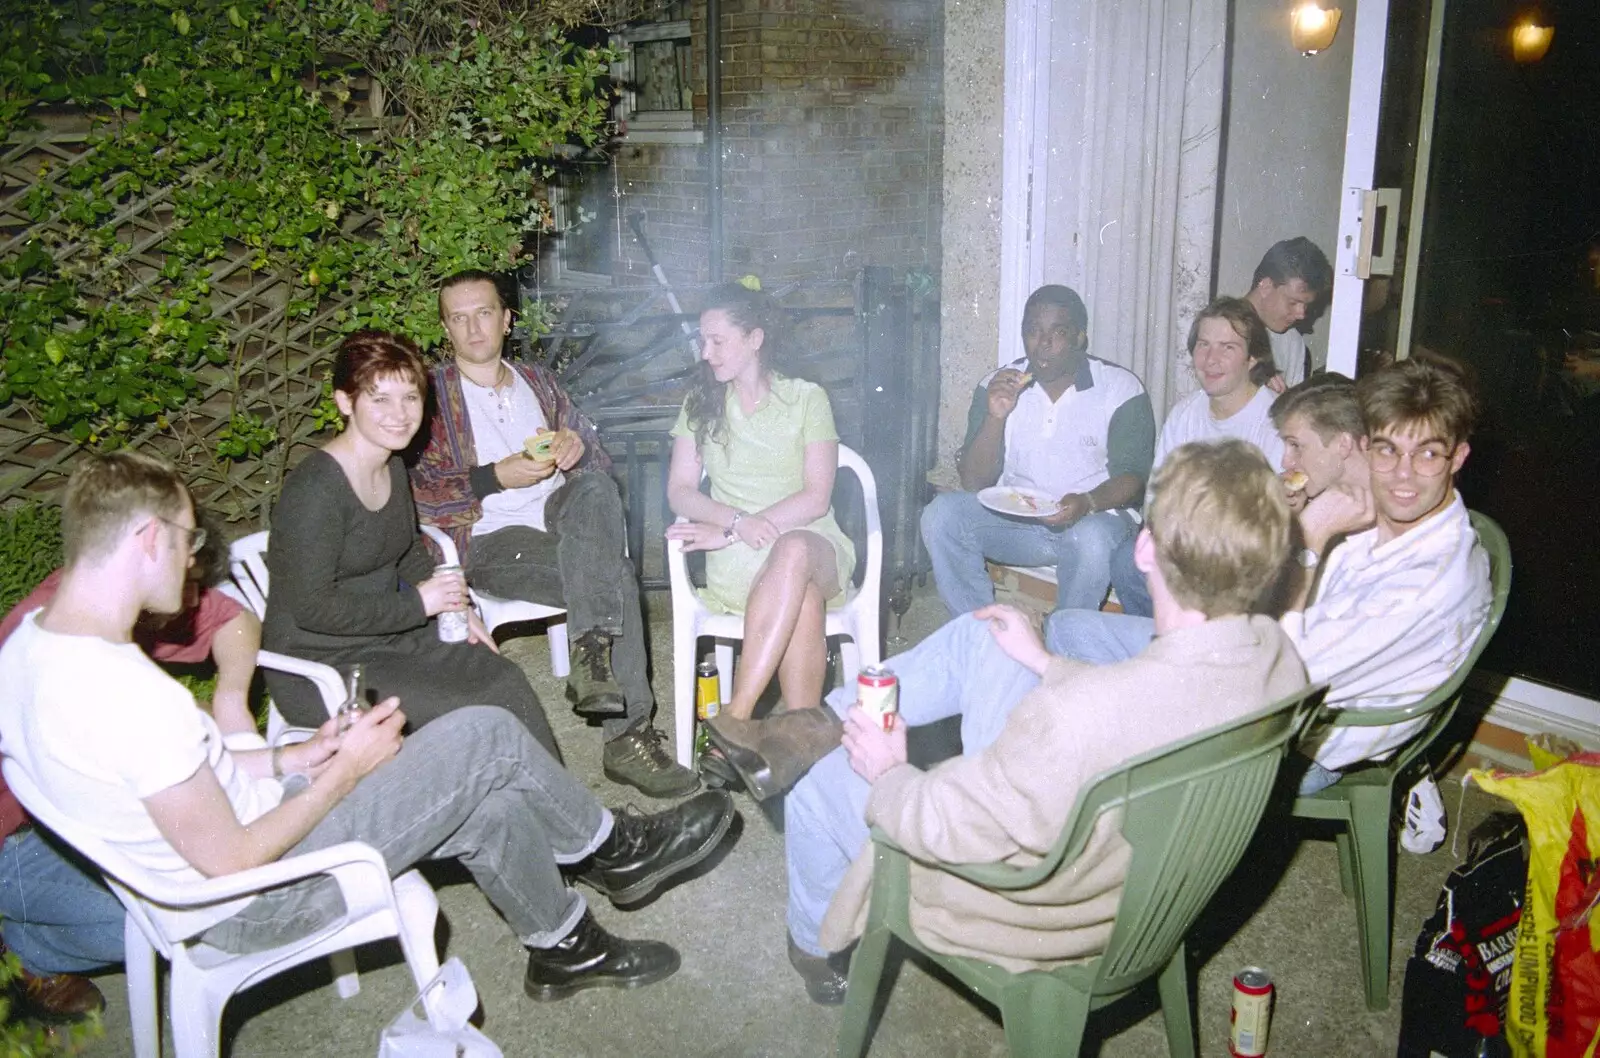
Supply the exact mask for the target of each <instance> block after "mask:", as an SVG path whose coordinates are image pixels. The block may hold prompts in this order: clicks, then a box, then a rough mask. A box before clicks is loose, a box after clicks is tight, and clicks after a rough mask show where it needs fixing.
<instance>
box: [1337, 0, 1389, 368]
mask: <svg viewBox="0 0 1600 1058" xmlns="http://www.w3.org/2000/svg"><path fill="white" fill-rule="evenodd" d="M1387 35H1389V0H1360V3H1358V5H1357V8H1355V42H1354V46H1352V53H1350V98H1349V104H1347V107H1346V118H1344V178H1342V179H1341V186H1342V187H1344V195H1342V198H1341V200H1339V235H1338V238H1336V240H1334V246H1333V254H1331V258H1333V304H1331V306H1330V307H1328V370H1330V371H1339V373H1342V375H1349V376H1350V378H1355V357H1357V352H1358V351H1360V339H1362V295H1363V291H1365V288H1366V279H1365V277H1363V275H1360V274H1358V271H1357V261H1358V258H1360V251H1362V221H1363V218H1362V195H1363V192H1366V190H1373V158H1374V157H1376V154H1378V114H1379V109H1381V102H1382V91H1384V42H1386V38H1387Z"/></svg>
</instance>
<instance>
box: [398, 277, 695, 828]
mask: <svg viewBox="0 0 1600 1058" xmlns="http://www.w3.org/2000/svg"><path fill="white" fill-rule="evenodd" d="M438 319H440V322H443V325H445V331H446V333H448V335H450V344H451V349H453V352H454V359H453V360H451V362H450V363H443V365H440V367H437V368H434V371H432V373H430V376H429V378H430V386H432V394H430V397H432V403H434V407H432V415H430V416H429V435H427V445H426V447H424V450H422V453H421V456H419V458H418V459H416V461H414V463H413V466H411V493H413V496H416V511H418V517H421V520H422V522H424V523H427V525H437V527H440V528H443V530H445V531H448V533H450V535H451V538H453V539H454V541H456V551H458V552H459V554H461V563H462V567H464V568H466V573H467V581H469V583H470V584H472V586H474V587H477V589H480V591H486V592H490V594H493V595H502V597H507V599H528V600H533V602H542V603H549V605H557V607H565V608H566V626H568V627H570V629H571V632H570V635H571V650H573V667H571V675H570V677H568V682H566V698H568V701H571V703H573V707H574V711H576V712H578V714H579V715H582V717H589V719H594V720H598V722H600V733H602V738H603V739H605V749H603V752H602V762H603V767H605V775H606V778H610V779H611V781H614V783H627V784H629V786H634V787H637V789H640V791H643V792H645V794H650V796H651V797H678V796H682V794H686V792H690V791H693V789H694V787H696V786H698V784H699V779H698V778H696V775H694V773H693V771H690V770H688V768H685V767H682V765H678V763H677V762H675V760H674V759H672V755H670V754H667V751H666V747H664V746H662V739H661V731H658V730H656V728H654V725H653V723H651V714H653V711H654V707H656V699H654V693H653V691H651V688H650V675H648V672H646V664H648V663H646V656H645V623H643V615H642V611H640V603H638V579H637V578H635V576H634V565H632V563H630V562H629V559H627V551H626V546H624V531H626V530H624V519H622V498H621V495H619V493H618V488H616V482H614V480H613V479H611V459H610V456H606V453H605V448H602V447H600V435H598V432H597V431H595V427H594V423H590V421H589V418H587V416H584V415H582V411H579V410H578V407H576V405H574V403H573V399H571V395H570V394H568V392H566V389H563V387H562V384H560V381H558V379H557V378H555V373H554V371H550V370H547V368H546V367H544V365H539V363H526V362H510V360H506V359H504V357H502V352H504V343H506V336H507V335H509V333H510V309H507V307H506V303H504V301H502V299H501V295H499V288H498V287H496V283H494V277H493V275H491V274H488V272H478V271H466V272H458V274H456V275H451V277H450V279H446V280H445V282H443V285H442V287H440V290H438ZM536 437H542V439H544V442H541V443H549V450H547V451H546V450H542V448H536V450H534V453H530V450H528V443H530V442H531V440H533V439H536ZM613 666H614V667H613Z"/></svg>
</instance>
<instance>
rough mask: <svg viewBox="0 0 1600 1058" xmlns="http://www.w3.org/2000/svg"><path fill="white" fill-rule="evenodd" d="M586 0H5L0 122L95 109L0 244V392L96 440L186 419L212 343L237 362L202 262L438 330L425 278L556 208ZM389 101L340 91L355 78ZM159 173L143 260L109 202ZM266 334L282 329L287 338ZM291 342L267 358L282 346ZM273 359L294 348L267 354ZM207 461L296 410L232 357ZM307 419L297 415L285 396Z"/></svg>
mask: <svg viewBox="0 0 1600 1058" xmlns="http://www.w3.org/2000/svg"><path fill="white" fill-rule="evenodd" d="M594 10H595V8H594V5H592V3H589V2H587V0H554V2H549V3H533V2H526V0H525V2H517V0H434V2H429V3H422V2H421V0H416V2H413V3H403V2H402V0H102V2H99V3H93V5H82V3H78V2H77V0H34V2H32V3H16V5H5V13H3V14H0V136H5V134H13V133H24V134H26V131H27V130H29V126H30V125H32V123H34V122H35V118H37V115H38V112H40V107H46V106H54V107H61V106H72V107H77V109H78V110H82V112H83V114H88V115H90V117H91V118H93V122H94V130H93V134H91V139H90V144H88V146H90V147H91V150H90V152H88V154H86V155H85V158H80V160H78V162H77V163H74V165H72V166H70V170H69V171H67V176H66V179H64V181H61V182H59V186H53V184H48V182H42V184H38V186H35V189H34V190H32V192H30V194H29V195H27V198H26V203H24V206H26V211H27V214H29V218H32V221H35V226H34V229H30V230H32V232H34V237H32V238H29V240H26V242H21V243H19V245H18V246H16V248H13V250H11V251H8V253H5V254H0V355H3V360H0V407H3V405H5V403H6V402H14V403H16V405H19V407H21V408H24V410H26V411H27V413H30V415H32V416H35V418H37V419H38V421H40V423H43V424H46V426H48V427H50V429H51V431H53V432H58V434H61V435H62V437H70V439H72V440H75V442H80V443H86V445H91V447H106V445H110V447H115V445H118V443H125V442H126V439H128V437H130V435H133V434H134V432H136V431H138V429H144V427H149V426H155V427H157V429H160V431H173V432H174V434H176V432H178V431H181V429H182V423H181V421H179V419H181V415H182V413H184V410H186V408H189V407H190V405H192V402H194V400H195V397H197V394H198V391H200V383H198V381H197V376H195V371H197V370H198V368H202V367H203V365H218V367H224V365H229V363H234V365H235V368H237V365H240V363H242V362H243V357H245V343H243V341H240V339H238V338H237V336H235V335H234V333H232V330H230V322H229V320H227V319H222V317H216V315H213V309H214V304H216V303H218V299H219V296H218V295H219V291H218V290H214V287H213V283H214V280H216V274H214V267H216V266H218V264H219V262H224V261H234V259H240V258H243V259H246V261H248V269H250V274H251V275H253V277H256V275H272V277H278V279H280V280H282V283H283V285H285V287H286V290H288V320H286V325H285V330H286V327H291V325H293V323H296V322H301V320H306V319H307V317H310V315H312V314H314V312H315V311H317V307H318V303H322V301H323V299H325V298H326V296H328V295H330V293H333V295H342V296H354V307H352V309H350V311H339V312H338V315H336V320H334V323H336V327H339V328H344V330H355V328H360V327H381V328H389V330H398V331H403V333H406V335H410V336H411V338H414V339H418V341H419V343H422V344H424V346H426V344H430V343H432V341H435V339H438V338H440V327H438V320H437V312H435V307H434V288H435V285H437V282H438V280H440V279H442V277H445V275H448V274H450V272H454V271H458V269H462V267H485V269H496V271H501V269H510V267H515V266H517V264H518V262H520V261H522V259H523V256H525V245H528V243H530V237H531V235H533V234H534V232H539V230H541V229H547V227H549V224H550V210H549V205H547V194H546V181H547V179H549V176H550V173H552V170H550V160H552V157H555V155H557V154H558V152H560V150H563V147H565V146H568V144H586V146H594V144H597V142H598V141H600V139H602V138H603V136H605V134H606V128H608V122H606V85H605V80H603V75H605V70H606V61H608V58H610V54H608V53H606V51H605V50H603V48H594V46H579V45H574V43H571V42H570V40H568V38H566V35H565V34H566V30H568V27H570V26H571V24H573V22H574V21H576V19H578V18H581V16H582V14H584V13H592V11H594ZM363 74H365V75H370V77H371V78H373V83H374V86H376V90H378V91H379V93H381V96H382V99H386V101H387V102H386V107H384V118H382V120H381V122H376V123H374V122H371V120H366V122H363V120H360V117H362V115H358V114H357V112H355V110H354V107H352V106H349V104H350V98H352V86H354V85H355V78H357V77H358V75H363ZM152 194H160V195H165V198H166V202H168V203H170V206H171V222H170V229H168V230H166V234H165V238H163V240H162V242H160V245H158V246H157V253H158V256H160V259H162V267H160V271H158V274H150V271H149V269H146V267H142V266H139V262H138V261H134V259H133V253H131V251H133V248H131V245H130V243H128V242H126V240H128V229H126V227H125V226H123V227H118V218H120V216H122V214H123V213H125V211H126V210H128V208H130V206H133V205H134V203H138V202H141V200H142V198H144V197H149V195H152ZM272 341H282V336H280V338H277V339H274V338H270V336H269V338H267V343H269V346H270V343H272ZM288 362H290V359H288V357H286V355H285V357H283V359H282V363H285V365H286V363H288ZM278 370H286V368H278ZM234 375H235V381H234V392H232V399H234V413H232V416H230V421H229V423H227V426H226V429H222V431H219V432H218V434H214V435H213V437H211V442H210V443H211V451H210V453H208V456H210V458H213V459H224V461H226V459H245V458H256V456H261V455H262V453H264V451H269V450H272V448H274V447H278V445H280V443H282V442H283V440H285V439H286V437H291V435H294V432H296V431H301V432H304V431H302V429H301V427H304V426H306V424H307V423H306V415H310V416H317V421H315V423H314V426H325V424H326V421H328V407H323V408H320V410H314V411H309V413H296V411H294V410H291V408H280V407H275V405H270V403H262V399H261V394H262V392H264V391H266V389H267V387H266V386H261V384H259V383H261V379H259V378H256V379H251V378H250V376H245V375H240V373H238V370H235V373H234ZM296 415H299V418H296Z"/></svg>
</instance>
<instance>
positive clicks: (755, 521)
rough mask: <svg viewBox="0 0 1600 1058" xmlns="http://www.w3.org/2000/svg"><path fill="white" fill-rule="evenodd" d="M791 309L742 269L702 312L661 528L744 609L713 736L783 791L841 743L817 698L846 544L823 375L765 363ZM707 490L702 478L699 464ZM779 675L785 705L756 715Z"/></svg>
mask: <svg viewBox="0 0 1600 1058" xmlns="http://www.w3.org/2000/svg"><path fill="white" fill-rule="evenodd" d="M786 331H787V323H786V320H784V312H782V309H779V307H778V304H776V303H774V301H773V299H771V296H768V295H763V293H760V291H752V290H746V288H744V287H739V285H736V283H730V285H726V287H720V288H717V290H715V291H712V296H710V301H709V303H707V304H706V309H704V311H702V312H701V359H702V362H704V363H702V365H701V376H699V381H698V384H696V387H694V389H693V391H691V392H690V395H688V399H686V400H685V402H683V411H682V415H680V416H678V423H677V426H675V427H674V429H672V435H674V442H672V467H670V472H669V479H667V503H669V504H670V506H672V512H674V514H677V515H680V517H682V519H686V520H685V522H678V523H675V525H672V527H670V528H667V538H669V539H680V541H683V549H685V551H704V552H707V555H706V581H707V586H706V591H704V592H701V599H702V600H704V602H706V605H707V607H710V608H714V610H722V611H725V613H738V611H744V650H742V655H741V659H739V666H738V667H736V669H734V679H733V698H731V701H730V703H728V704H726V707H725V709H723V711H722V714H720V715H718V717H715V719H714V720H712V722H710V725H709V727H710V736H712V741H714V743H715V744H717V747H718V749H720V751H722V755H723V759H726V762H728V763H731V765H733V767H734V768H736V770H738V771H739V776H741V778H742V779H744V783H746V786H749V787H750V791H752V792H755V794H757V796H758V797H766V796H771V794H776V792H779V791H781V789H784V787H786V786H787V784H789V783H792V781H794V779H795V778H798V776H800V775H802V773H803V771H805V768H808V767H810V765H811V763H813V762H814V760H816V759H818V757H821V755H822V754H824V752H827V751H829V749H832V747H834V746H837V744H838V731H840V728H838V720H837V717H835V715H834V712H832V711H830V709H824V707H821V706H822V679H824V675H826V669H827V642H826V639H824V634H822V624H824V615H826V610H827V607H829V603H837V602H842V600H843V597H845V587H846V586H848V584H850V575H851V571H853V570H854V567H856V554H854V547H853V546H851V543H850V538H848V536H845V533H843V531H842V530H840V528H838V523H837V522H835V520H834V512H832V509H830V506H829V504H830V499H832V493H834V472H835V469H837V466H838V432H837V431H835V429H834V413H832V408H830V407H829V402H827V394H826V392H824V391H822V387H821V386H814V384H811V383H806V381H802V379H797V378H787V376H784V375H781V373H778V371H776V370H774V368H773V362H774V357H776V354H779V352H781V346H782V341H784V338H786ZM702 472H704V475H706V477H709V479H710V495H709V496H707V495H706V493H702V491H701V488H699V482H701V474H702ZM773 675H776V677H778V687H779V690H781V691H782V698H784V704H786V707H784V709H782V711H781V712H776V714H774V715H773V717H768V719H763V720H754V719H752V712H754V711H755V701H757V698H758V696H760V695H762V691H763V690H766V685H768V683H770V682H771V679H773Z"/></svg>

..............................

Copy whichever lines in the listing above contain the word "rough".

### Answer box
Supply the exact mask for the target of each <instance> block after "mask:", as an SVG path whose coordinates are image pixels. The block may hold prompts in this order: clicks, then a box, then a rough mask. A box before clicks is loose, a box after clicks is tight, and clicks after a rough mask show where it needs fixing.
rough mask: <svg viewBox="0 0 1600 1058" xmlns="http://www.w3.org/2000/svg"><path fill="white" fill-rule="evenodd" d="M586 0H5L0 122L95 109L0 244V392L96 440L186 419L212 343L237 362L202 262L438 330L425 278L556 208ZM389 101L340 91L355 78ZM159 173L143 260L109 202ZM266 334L282 329L287 338ZM291 342L267 358L282 346ZM273 359L294 348L267 354ZM207 461L296 410L232 357ZM307 419L297 415L285 396Z"/></svg>
rough mask: <svg viewBox="0 0 1600 1058" xmlns="http://www.w3.org/2000/svg"><path fill="white" fill-rule="evenodd" d="M791 309L742 269L702 312L661 528L744 609L713 736L783 791L841 743L817 698L846 544L823 375L765 363ZM707 490L702 478L699 464ZM779 675L785 705L756 715Z"/></svg>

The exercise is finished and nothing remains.